+++ EXTRACTED ENTRIES +++

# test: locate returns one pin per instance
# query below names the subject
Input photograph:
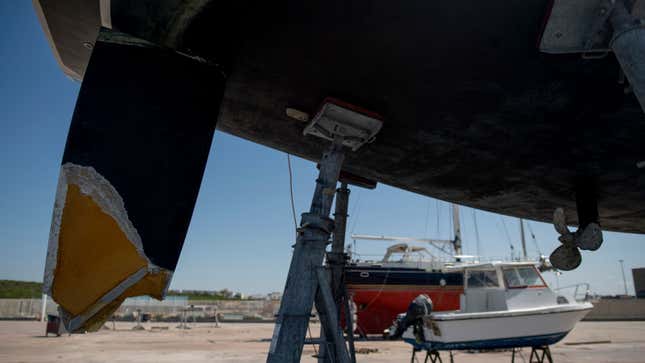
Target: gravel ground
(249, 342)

+++
+++ EXTRACTED ENTRIES +++

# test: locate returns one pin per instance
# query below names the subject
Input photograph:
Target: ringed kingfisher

+++

PROBLEM REQUIREMENTS>
Identify every line in the rows above that contains the string "Target", treating the match as case-sensitive, and copy each such line.

CORRECT RESPONSE>
Target: gravel ground
Target: ringed kingfisher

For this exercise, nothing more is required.